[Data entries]
------------------------------------
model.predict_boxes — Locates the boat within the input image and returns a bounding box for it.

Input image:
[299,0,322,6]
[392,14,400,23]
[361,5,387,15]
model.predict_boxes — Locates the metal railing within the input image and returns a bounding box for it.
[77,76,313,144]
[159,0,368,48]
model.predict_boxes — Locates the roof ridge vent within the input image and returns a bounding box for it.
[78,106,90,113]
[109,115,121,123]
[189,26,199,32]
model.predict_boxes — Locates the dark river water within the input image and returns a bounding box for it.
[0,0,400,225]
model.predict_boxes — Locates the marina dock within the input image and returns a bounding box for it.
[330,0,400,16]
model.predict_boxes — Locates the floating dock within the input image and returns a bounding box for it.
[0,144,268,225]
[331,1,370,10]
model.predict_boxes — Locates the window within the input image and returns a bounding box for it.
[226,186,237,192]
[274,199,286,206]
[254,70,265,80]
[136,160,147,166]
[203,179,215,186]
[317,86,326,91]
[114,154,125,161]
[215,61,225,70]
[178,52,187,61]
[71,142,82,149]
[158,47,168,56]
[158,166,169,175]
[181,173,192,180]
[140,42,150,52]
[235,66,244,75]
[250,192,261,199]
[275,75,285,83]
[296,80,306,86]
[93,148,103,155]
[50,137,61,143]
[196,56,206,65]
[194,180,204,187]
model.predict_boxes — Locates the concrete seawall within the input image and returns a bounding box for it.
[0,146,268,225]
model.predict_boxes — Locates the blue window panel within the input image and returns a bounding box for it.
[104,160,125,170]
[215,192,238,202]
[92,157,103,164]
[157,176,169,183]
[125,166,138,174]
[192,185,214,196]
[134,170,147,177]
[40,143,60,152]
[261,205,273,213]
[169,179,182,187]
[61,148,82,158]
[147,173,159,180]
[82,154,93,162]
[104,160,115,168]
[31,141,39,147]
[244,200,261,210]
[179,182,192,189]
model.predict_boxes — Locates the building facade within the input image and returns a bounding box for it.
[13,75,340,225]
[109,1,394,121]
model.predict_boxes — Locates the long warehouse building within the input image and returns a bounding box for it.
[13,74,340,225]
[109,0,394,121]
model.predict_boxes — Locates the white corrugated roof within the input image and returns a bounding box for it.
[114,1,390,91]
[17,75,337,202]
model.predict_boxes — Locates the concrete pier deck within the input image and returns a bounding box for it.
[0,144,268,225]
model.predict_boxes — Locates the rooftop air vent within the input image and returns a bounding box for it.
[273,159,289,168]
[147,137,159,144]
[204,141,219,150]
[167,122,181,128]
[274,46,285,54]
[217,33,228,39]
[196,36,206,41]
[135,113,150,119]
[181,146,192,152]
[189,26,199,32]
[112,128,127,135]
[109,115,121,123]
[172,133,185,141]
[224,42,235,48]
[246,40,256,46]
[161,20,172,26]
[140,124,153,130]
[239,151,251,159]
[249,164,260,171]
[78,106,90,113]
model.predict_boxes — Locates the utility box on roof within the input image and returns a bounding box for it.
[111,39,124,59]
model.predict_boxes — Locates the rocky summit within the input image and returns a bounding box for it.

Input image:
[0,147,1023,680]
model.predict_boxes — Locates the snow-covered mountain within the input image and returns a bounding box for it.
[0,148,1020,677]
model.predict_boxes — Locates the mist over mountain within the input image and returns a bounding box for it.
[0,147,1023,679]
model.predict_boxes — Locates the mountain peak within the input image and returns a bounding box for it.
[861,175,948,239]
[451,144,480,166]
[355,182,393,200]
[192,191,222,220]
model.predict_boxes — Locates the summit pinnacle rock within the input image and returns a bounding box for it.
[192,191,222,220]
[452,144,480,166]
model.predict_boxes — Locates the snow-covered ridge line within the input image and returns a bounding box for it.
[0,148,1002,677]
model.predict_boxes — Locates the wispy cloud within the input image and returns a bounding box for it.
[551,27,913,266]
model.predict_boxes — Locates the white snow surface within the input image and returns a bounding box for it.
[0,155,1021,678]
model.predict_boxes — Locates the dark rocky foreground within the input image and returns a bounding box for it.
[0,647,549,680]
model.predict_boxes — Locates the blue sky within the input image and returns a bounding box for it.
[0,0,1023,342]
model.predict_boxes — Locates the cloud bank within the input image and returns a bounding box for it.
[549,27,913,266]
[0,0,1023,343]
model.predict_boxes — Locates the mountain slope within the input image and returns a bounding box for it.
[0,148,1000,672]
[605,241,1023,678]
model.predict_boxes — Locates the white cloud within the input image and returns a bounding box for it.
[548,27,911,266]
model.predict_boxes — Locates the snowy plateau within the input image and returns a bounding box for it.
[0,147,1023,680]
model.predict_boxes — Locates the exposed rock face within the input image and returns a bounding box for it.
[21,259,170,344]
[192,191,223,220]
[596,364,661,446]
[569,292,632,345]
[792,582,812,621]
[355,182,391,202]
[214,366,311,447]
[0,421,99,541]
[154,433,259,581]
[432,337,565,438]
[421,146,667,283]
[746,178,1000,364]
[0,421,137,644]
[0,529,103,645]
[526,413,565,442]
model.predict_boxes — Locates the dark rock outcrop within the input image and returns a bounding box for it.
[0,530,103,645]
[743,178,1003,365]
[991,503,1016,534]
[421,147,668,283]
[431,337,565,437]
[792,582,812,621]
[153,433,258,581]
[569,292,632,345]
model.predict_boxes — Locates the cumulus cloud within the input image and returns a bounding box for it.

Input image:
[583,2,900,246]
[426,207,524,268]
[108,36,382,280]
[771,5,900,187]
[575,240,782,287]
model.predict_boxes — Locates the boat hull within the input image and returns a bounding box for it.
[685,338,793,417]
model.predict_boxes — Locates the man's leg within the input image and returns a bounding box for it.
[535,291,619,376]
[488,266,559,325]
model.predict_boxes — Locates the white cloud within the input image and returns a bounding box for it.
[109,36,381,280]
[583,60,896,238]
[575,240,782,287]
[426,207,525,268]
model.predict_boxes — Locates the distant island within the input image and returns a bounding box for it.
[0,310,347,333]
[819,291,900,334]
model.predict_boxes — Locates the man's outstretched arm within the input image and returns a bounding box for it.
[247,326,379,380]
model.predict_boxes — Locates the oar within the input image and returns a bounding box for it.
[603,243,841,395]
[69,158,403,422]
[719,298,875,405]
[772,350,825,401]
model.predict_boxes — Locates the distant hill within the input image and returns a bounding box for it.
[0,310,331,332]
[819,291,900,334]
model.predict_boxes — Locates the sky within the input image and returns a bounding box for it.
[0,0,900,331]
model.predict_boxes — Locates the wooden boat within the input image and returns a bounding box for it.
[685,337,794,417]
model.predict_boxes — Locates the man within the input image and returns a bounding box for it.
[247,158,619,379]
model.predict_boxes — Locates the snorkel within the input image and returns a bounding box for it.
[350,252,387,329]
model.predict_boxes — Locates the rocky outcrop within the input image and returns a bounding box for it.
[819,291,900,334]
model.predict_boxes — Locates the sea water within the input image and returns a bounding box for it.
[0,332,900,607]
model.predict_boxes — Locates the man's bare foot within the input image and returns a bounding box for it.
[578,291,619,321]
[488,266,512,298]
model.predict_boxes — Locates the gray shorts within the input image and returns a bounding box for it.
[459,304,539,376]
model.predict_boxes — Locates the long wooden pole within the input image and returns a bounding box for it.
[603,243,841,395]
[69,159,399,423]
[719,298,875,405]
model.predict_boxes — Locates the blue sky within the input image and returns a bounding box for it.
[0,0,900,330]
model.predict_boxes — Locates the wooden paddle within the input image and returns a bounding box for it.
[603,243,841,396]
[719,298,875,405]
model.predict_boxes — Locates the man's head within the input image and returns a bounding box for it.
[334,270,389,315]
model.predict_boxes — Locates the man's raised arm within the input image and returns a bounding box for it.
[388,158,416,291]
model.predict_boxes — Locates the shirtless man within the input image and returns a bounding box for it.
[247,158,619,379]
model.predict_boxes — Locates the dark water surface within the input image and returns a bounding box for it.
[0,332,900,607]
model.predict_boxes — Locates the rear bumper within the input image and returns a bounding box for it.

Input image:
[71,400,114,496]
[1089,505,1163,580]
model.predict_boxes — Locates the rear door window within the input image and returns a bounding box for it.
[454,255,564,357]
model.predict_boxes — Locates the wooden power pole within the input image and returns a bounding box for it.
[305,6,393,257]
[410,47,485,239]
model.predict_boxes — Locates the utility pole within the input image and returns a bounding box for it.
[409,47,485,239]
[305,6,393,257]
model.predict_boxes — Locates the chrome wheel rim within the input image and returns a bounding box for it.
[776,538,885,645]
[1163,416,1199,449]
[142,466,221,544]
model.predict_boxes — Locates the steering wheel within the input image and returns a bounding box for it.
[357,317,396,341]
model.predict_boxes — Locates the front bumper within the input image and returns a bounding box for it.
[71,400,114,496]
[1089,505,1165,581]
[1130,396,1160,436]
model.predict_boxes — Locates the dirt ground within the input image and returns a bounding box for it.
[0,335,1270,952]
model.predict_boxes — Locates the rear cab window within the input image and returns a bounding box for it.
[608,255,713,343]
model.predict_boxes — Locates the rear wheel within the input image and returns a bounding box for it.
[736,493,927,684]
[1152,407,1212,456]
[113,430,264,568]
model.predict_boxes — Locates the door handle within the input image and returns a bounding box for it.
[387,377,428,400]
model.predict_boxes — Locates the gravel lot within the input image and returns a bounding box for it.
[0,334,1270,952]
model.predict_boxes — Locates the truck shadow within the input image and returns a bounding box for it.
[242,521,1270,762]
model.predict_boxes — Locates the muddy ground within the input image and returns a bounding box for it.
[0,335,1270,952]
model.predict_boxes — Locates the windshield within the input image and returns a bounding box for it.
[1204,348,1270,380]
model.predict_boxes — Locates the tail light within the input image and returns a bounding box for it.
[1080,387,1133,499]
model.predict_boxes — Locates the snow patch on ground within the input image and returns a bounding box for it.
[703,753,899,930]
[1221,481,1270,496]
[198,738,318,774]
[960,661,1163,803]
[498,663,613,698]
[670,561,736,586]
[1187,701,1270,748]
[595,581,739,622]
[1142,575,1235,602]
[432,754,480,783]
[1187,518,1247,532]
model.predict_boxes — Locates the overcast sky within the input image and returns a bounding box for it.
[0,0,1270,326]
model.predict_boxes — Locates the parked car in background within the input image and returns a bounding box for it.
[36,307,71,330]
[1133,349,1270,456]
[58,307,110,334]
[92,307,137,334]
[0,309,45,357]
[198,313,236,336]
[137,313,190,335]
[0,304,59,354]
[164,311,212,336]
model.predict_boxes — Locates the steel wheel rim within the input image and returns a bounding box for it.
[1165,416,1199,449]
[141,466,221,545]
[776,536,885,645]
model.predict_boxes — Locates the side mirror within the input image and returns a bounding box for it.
------------------------------------
### [DO THIS]
Reproduce verbatim the lines of the listing starting at the line containing "model.predict_boxes — Locates the building" and ending at the line containing "[109,1,394,121]", both included.

### [COMPLETE RESPONSE]
model.predict_boxes — Locates the building facade within the input image and returns a bounding box for it.
[13,75,340,225]
[109,1,394,121]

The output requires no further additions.